begin INFORMATION PROVIDED
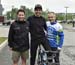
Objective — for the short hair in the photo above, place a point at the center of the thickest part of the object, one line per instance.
(20, 10)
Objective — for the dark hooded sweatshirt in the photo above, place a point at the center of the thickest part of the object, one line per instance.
(18, 38)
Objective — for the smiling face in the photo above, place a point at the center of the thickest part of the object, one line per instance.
(51, 17)
(21, 16)
(38, 12)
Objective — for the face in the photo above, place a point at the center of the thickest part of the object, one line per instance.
(38, 12)
(51, 17)
(21, 16)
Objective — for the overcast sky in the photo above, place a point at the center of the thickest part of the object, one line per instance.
(52, 5)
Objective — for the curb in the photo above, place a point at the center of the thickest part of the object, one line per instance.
(2, 45)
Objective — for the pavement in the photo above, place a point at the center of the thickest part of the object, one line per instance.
(67, 56)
end INFORMATION PROVIDED
EXERCISE BRIEF:
Repeat every line of the records above, requests included, and shift each point coordinate in the answers by adding 26 to both numbers. Leave out the picture.

RESULT OF THIS EXERCISE:
Objective — for the short hair in the photo above, place a point at the center of the thickest part of the object, one line per instance.
(46, 36)
Objective — for the dark hooded sweatshirt in the photo above, place a point at the center of the thickest part of the object, one line per instance.
(44, 64)
Objective — for the smiling face in the photo above, place a point at the center of the thickest part of the object, one line per instance.
(77, 43)
(47, 42)
(64, 38)
Objective — for the face in the photo above, place a point at the center of the thickest part of the object, one line per instance.
(64, 38)
(77, 43)
(47, 42)
Objective — for the overcast sky in the photo above, place a point at the center of the thickest part of the object, one line per instance.
(78, 31)
Objective — for the curb in the photo above, place a point at the center of the thickest part of the object, one line per instance.
(28, 71)
Objective — for the pavement in the photo above, place a point at the center of the thickest part of the object, one line per instance.
(93, 82)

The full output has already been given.